● Excerpt to read
Spinlocks

Spinlocks

Spinlocks are the lowest-level synchronization primitive in PostgreSQL. They protect very short critical sections – typically a few dozen instructions – by busy-waiting until the lock becomes available. Spinlocks serve as the foundation upon which lightweight locks are built.

Overview

A spinlock is a single memory word that a CPU atomically tests and sets using a hardware instruction (test-and-set, compare-and-swap, or load-linked / store-conditional depending on the architecture). If the word is already set, the caller spins in a tight loop, periodically backing off with increasing delays, until the lock is released or a timeout fires.

Spinlocks provide no deadlock detection, no automatic release on error, and no fairness guarantees. They exist purely because they are extremely fast in the uncontended case: a single atomic instruction with no kernel involvement.

Key Source Files

File Purpose
src/include/storage/s_lock.h Platform-specific TAS/TAS_SPIN macros, S_LOCK/S_UNLOCK API
src/backend/storage/lmgr/s_lock.c Portable spin-wait loop with exponential backoff
src/include/storage/spin.h Public API: SpinLockInit, SpinLockAcquire, SpinLockRelease, SpinLockFree

How It Works

The Test-And-Set (TAS) Instruction

The core of every spinlock is the TAS() macro. On x86-64, this compiles to a single xchg instruction (which has an implicit LOCK prefix):

/*
 * Simplified from s_lock.h for x86-64:
 */
static __inline__ int
tas(volatile slock_t *lock)

● Challenges
**A.** In the spinlocks page, what instruction does the TAS() macro compile to on x86-64?
**B.** Please quote the spinlocks page word for word, everything from "Spinlocks are the" down to "no kernel involvement.".

● Provided material
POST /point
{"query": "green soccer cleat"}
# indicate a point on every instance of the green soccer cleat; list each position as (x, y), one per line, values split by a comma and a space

● Task-by-task outputs
**A.** A single xchg instruction, which has an implicit LOCK prefix.

**B.**
Spinlocks are the lowest-level synchronization primitive in PostgreSQL. They protect very short critical sections – typically a few dozen instructions – by busy-waiting until the lock becomes available. Spinlocks serve as the foundation upon which lightweight locks are built.

Overview

A spinlock is a single memory word that a CPU atomically tests and sets using a hardware instruction (test-and-set, compare-and-swap, or load-linked / store-conditional depending on the architecture). If the word is already set, the caller spins in a tight loop, periodically backing off with increasing delays, until the lock is released or a timeout fires.

Spinlocks provide no deadlock detection, no automatic release on error, and no fairness guarantees. They exist purely because they are extremely fast in the uncontended case: a single atomic instruction with no kernel involvement.